§ DATA FOR THIS EXERCISE:

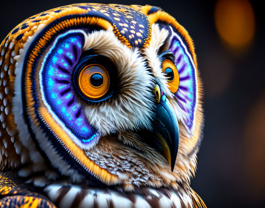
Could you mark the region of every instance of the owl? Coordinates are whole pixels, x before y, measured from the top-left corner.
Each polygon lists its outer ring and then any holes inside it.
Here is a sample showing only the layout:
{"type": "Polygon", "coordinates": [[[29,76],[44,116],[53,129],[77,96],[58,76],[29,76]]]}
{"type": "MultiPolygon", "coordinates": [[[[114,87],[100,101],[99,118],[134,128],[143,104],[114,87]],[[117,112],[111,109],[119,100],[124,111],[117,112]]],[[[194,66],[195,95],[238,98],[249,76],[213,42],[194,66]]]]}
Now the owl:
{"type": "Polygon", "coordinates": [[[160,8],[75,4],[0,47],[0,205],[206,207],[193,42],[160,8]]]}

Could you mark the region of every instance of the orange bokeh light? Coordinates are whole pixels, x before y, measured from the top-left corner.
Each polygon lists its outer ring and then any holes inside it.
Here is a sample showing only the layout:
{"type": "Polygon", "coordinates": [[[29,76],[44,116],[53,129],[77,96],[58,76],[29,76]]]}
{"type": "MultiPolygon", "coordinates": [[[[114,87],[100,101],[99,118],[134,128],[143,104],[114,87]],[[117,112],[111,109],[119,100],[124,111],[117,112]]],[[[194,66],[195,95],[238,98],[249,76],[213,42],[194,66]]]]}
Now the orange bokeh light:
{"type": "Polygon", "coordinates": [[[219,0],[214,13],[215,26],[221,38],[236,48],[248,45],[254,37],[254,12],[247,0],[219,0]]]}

§ STATED GOAL:
Convert every line of the records above into a numbered list, dropping the blank lines and leaving out the pictures.

§ RESPONSE BELOW:
1. Could you mark the region of every instance of the owl? Coordinates are whole pixels, x before y, measured from the top-left corner.
2. Each polygon lists its outer ring and then any holes inside it.
3. Here is a sample showing only the layout:
4. {"type": "Polygon", "coordinates": [[[29,76],[44,116],[53,129],[77,96],[58,76],[29,76]]]}
5. {"type": "MultiPolygon", "coordinates": [[[[114,87],[100,101],[99,118],[134,128],[143,104],[114,87]],[[117,112],[111,109],[119,100],[124,111],[117,112]]],[[[194,66],[195,95],[238,98],[249,76],[213,42],[194,66]]]]}
6. Now the owl:
7. {"type": "Polygon", "coordinates": [[[160,8],[75,4],[0,47],[0,205],[206,207],[193,42],[160,8]]]}
8. Could you mark the region of every instance of the orange bokeh light? Coordinates are whole pixels, x before y, measured from the top-left corner.
9. Each polygon lists its outer ring and then any holes inside it.
10. Here is a sample showing only the layout:
11. {"type": "Polygon", "coordinates": [[[29,76],[44,116],[53,129],[77,96],[58,76],[29,76]]]}
12. {"type": "MultiPolygon", "coordinates": [[[[114,87],[100,101],[99,118],[134,128],[143,104],[114,87]],[[117,112],[111,109],[119,100],[124,111],[117,112]]],[[[194,66],[195,95],[238,98],[249,76],[213,42],[194,66]]]]}
13. Now the orange bokeh light:
14. {"type": "Polygon", "coordinates": [[[219,0],[214,13],[215,26],[221,38],[236,48],[248,45],[254,37],[254,12],[247,0],[219,0]]]}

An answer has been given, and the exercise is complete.